| GIVEN TEXT |
◇ ◇ ◇ ◇ ◇ ◇ ◇
Drug costs are another story. Usually there are more cost effective options that often are not used as a result of many consumers having no motivation to use the less expensive choice and physicians having little motivation to prescribe it. And of course new medicines do have to be the blockbuster profit maker to justify the investments (gambles) in the development process. As consumers, perhaps especially as an uninsured consumer, you need to force a conversation with your provider asking more cost effective options or even if the medicine is actually absolutely necessary or if a non-drug approach can be considered.

Some times, it can be cheaper.
[**
Many hospitals, doctors offer cash discount for medical bills**

The lowest price is usually available only if patients don’t use their health insurance. In one case, blood tests that cost an insured patient $415 would have been $95 in cash.](Many hospitals, doctors offer cash discount for medical bills)

“It frustrates people because there’s no correlation between what things cost and what is charged,” said Paul Keckley, executive director of the Deloitte Center for Health Solutions, a research arm of the accounting firm.

I found an old bill of my mothers from 1980.

The doctor visit was $10.00

The ER visit was $55.00

The overnight charge for the room in the hospital was $195.00 (Semi private)

According to Google the minimum wage in 1980 was $3.10

So it was 3.22 times the minimum wage to see a doctor.

In Illinois today the minimum wage is $8.25. So 8.25 X 3.22 = 26.56. I paid $50.00 to see my doctor last June, I have no insurance.
◇ ◇ ◇ ◇ ◇ ◇ ◇
Text-to-region grounding data:
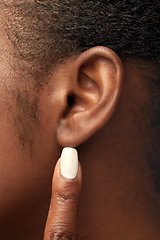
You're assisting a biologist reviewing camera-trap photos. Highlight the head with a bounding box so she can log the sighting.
[0,0,160,239]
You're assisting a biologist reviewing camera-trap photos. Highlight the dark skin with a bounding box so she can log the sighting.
[0,12,160,240]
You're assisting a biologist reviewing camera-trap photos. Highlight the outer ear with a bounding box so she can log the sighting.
[57,47,123,147]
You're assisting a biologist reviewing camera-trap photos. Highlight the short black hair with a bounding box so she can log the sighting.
[3,0,160,77]
[3,0,160,190]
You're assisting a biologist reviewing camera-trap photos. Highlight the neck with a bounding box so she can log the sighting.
[79,61,160,240]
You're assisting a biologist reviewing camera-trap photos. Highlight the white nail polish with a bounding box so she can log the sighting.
[60,147,78,179]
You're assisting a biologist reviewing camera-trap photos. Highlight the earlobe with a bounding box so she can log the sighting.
[57,47,123,147]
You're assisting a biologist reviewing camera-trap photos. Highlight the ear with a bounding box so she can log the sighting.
[57,47,123,147]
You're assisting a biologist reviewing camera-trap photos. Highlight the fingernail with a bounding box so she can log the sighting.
[60,147,78,179]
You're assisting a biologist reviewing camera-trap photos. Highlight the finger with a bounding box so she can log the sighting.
[44,148,82,240]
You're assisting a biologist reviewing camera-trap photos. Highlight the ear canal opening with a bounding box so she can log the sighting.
[67,95,75,107]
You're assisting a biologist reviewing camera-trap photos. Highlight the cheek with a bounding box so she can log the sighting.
[0,89,61,225]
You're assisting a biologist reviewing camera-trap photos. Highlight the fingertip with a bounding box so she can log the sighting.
◇ ◇ ◇ ◇ ◇ ◇ ◇
| ACTIVITY A |
Summarize the passage on medical costs in three sentences.
| ACTIVITY B |
Write out the passage on medical costs from "I found an old" to "was $195.00 (Semi private)", keeping the wording unchanged.

| EXPECTED OUTPUT A |
Cheaper drug options often go unused because consumers have little reason to choose them and physicians have little reason to prescribe them, so uninsured consumers in particular should ask their providers about cheaper alternatives, whether a medicine is truly necessary, or whether a non-drug approach could work. Many hospitals and doctors offer cash discounts, and the lowest price is usually available only to patients who don't use insurance; in one case, blood tests that cost an insured patient $415 would have cost $95 in cash. The writer compares a 1980 doctor visit of $10.00, which was 3.22 times that year's $3.10 minimum wage, with today's Illinois minimum wage of $8.25, which gives $26.56, and notes paying $50.00 without insurance for a doctor visit last June.

| EXPECTED OUTPUT B |
I found an old bill of my mothers from 1980.

The doctor visit was $10.00

The ER visit was $55.00

The overnight charge for the room in the hospital was $195.00 (Semi private)